Things to do –
- A) From the passage about Pruitt and the EPA, copy verbatim the part that opens with the words containing "Pruitt complained of" and closes with "between $15,000 and $50,000.".
- B) According to the passage about Pruitt and the EPA, how much credit card debt did Pruitt have when he left the agency?
- C) Write the next part of the passage about Pruitt and the EPA, picking up after its final sentence.
:: Excerpt provided ::
As Pruitt returned to the private sector, his financial pressures were exacerbated by his legal burdens, according to public disclosures.

Pruitt complained of money woes while in office, telling aides that even on his $189,600 salary, he was stretched, maintaining the mortgage on his $1.2 million home in Tulsa along with a new condo rental on Capitol Hill. By the time he left the EPA in early July, according to federal financial disclosure forms, he shouldered between $100,000 and $250,000 in bills from one Oklahoma-based law firm, and between $15,000 and $50,000 from another. He also had credit card debt of between $15,000 and $50,000.

MISSION PARTIALLY ACCOMPLISHED

Ethics issues aside, Pruitt fulfilled the mission the president appointed him to execute.

Over the past two years, the EPA staff shrank 6 percent, according to a Post analysis of federal data. As a result, according to documents obtained under the Freedom of Information Act, the agency is down 245 scientists, 116 engineers and 237 environmental protection specialists.
:::
:: Recorded information ::
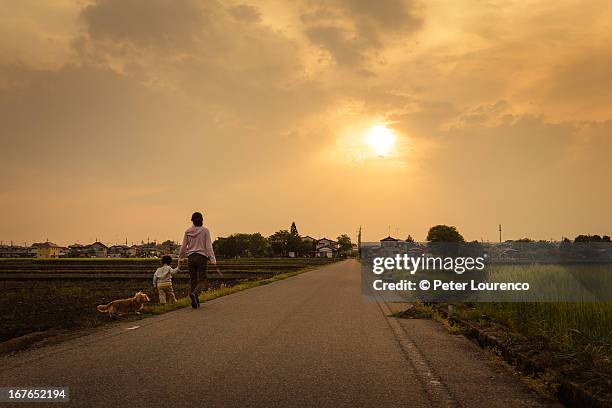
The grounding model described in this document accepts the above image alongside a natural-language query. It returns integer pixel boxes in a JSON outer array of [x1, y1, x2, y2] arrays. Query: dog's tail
[[96, 303, 110, 313]]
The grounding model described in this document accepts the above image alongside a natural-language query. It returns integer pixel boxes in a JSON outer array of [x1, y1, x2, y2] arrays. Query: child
[[153, 255, 179, 305]]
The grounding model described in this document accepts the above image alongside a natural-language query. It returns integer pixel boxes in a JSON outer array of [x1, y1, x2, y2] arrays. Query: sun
[[363, 125, 395, 156]]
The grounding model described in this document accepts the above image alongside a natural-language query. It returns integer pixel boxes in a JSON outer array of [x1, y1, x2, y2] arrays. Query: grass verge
[[144, 267, 316, 315]]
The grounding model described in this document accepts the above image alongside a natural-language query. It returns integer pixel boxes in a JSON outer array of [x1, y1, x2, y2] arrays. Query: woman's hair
[[191, 212, 204, 227]]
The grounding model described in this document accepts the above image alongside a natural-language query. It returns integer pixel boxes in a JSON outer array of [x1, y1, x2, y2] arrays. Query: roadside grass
[[144, 267, 316, 315], [456, 302, 612, 373]]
:::
Solved problems –
- A)
Pruitt complained of money woes while in office, telling aides that even on his $189,600 salary, he was stretched, maintaining the mortgage on his $1.2 million home in Tulsa along with a new condo rental on Capitol Hill. By the time he left the EPA in early July, according to federal financial disclosure forms, he shouldered between $100,000 and $250,000 in bills from one Oklahoma-based law firm, and between $15,000 and $50,000 from another. He also had credit card debt of between $15,000 and $50,000.

- B) Between $15,000 and $50,000.

- C)
Pruitt once assured Trump that he had cut the agency’s size to Reagan-era levels and was returning its focus to its “core mission,” as opposed to climate change. Scaling back what he called the previous administration’s regulatory excesses, Pruitt worked to reverse Obama-era policies aimed at curbing greenhouse gas emissions, loosening carbon limits on power plants and suspending tighter emissions standards for diesel-powered trucks.

His policies have prompted at least four dozen legal challenges from opponents including the Natural Resources Defense Council, Sierra Club and Democratic attorneys general led by California’s Xavier Becerra. But his one-time deputy Andrew Wheeler – a former coal and energy lobbyist tapped by the president to succeed him – is now working to advance many of these initiatives.